*EXERCISE DETAILS:*
Repeat the entries that follow from start to finish, keeping every character.

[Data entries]
== Segment start ==

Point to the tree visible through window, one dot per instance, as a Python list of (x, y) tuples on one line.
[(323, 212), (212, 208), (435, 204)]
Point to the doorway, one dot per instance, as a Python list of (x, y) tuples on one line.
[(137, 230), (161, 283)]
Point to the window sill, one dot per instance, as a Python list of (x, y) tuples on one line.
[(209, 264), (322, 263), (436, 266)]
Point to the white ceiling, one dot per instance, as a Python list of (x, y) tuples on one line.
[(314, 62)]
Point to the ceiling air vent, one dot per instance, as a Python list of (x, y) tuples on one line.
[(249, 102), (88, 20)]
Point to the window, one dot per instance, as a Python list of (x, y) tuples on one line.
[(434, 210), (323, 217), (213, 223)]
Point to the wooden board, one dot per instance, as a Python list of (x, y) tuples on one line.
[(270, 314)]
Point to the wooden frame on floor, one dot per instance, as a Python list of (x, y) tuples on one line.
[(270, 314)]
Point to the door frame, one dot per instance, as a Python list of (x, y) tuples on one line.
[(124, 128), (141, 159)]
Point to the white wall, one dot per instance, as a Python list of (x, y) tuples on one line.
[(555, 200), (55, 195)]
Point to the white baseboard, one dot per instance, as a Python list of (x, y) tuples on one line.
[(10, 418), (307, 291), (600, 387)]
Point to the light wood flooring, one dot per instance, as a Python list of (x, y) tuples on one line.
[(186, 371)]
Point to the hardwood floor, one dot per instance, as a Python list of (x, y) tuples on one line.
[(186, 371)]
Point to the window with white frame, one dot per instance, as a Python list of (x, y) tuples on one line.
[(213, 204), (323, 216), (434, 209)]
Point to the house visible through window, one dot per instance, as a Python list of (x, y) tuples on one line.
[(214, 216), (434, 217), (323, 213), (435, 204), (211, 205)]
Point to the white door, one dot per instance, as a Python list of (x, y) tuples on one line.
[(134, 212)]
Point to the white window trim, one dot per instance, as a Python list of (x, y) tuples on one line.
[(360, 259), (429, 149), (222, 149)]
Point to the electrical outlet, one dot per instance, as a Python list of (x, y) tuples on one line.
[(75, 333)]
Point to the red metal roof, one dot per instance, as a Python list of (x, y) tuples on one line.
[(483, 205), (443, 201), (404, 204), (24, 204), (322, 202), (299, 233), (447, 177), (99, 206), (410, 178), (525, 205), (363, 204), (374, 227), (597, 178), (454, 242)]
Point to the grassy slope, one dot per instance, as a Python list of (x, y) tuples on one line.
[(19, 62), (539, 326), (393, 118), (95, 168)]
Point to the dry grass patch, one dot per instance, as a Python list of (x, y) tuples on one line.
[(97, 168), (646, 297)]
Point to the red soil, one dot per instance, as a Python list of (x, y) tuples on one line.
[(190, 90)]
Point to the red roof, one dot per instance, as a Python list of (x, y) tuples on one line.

== Segment end ==

*SOLUTION TO THE PROBLEM:*
Point to the tree visible through window, one dot per instance, as a Python list of (x, y) tuples on one line.
[(323, 212), (212, 208), (435, 204)]
Point to the doorway, one dot per instance, as a Python list of (x, y) tuples on one line.
[(137, 230), (161, 283)]
Point to the window sill, one dot per instance, as a Python list of (x, y) tuples on one line.
[(209, 264), (322, 263), (436, 266)]
Point to the white ceiling, one dot per instance, as a Python list of (x, y) tuples on one line.
[(314, 62)]
Point to the ceiling air vent, one dot per instance, as a Python list of (x, y) tuples on one line.
[(249, 102), (88, 20)]
Point to the window, one dot per instance, as a Python list of (x, y) tuples on one line.
[(434, 210), (323, 217), (213, 223)]
Point to the wooden board, one dot per instance, as a Python list of (x, y) tuples on one line.
[(270, 314)]
Point to the wooden frame on floor, one dot per instance, as a Python list of (x, y) tuples on one line.
[(270, 314)]
Point to the door frame, one dot per instance, as a Python list of (x, y) tuples on one line.
[(124, 128), (141, 159)]
Point to the white wall, one dot per instance, as a Python list of (x, y) tuples on one line.
[(555, 200), (55, 195)]
Point to the white baseboard, one dot per instance, as a Python list of (x, y) tuples on one line.
[(10, 418), (307, 291), (600, 387)]
Point to the light wood flooring, one dot per instance, as a Python list of (x, y) tuples on one line.
[(186, 371)]
Point to the hardwood floor, one dot per instance, as a Python list of (x, y) tuples on one line.
[(186, 371)]
Point to the window with white frame, one dot per instance, as a Python list of (x, y) tuples on one line.
[(213, 204), (323, 216), (434, 209)]
Point to the house visible through window, one dot per instance, as a Python list of (x, y) tuples on one line.
[(214, 216), (434, 217), (323, 213), (435, 204), (211, 205)]
Point to the white door, one dot per instance, as a Python list of (x, y) tuples on one line.
[(134, 212)]
Point to the white window trim, one dot per instance, as a Python list of (x, y) tuples on one line.
[(360, 259), (429, 149), (222, 149)]
Point to the electrical outlet, one dot per instance, as a Python list of (x, y) tuples on one line.
[(75, 333)]
Point to the red metal roof, one dot per instance, as a Python list of (x, y) tuples on one line.
[(483, 205), (443, 201), (404, 204), (24, 204), (322, 202), (299, 233), (447, 177), (99, 206), (410, 178), (525, 205), (363, 204), (374, 227), (597, 178), (454, 242)]
Point to the grassy slope, one dot per instance, as a Python list of (x, y) tuples on one line.
[(19, 62), (539, 326), (393, 118), (95, 168)]
Point to the dry grass patch, one dot per instance, as a Python list of (x, y) tuples on one line.
[(97, 168), (646, 297)]
Point to the red soil, one dot per instance, as a Python list of (x, y) tuples on one line.
[(190, 90)]
Point to the red roof, one dot per instance, as a Python list of (x, y) tuples on one line.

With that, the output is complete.